■ **Extract**:
━━━━━━━━

[CWG-Stewardship] Potential issues in Naming Function Agreement

Gomes, Chuck cgomes at verisign.com
Tue Aug 16 21:44:05 UTC 2016


Thanks Paul, Becky & Stephen.

Without minimizing any of the other suggested edits and comments, I comment on two of them below.

Chuck

-----Original Message-----
From: cwg-stewardship-bounces at icann.org [mailto:cwg-stewardship-bounces at icann.org] On Behalf Of Paul M Kane
Sent: Tuesday, August 16, 2016 4:59 PM
To: cwg-stewardship at icann.org
Subject: [CWG-Stewardship] Potential issues in Naming Function Agreement

I was given an action item the call before last to review the proposed Naming Agreement.  As mentioned during the call I would need the assistance of the ccTLD community as I was not up to speed on the work of the Framework of Interpretation.

I am advised that the headline concern is the need for PTI to be a service provider accepting instructions from the ccTLD Registry community and not a point of Registry control.  Registry Policy occurs in other forums, founded on applicable law, culture and operating environment of the existing ccTLD Registry Manager.
 
Becky Burr has been through the Naming Function Agreement, and (with a lot of help from Stephen Deerhake) identified the following issues:

*Section 1.1(oo).*  In the definition of “Significantly Interested Parties,” the phrase “these parties include, without limitation” should be modified to read “these parties include, but are not limited to” in order to be consistent with the phrasing used in the final FOI report.s

 

*Section 4.2* requires the Contractor to perform the IANA Naming Function in the US and to demonstrate that all primary operations and systems will remain within the US.  Is additional flexibility needed for remote personnel with operational responsibilities outside the US?

 

*Section 4.5* has an internal reference to Section 12.3, but that section has been deleted.

 

*Section 4.7*.  For the avoidance of doubt, we propose two modest changes:

 

1.     The reference to the FOI should read: RFC 1591: /Domain Name
System Structure and Delegation/ (“RFC 1591”) as interpreted by the Framework of Interpretation of Current Policies and Guidelines Pertaining to 7 the Delegation and Redelegation of Country-Code Top Level Domain Names, dated October 2014 (“FOI”).

━━━━━━━━

■ **Information shown**:
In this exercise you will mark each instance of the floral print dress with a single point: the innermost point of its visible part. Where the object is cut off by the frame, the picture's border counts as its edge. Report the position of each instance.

━━━━━━━━

■ **Stated problem A**: Echo the part of the Naming Function Agreement message that begins at the words "Becky Burr has" and ends after the words "has been deleted.".
■ **Stated problem B**: In the Naming Function Agreement message, who gave Becky Burr a lot of help in identifying the issues?

■ **Reply A**:
Becky Burr has been through the Naming Function Agreement, and (with a lot of help from Stephen Deerhake) identified the following issues:

*Section 1.1(oo).*  In the definition of “Significantly Interested Parties,” the phrase “these parties include, without limitation” should be modified to read “these parties include, but are not limited to” in order to be consistent with the phrasing used in the final FOI report.s

 

*Section 4.2* requires the Contractor to perform the IANA Naming Function in the US and to demonstrate that all primary operations and systems will remain within the US.  Is additional flexibility needed for remote personnel with operational responsibilities outside the US?

 

*Section 4.5* has an internal reference to Section 12.3, but that section has been deleted.

■ **Reply B**: Stephen Deerhake